O QUE FAZER: Transcreva fielmente, do texto sobre o Open Day no Chapitô, o trecho que começa com as palavras que contêm "Demos uma volta" e termina em "os seus exercícios.".

TEXTO DE ORIGEM:
Ter a oportunidade de marcar presença no Open Day da Escola Profissional de Artes e Ofícios do Espetáculo, inserida no espaço e no projeto do Chapitô, é por si só uma experiência marcante. Os espaços e o ambiente que se vive são únicos, e conhecemos pessoas que viraram o seu percurso académico de pernas para o ar. E elas estão felizes por isso.
A Mais Educativa acompanhou os alunos da Escola Profissional de Moura numa visita a um mundo onde toda a gente se prepara para um dia poder ser um verdadeiro artista.
Localizada em pleno Chapitô, perto do Castelo de São Jorge, a Escola Profissional de Artes e Ofícios do Espetáculo (EPAOE) consegue cativar-nos logo à chegada, com uma vista fantástica sobre o rio Tejo. É o mote ideal para mergulharmos neste “mundo à parte” onde a escola se funde com uma companhia de teatro, uma loja e um restaurante, e onde toda a gente se conhece e se comporta como se de uma família se tratasse.
Antes da visita guiada começar, o produtor Eduardo Henrique explica-nos que o projeto escolar não se esgota neste espaço, e que há uma equipa especializada em levar as artes circenses à rua, a prisões e a Centros Educativos localizados em bairros mais complicados, com o objetivo de dotar os jovens que cumprem medidas tutelares de um civismo artístico, ao mesmo tempo que cumprem o seu papel de cidadãos ativos e intervenientes.
Demos uma volta pelo espaço e chegámos à tenda principal, onde decorria uma aula de Técnicas Circenses. Estas aulas começam sempre com o aquecimento dos músculos do corpo e com corrida, e em seguida os alunos passam para os aparelhos, onde desenvolvem os seus exercícios.

DADOS FORNECIDOS:

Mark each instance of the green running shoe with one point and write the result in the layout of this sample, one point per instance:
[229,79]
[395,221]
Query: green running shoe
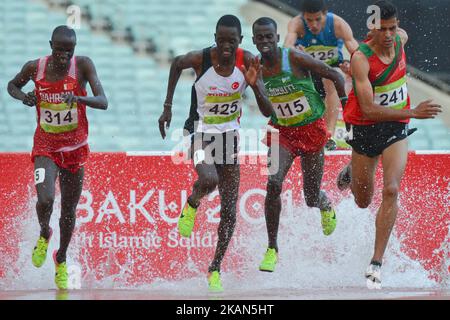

RESOLUÇÃO:
Demos uma volta pelo espaço e chegámos à tenda principal, onde decorria uma aula de Técnicas Circenses. Estas aulas começam sempre com o aquecimento dos músculos do corpo e com corrida, e em seguida os alunos passam para os aparelhos, onde desenvolvem os seus exercícios.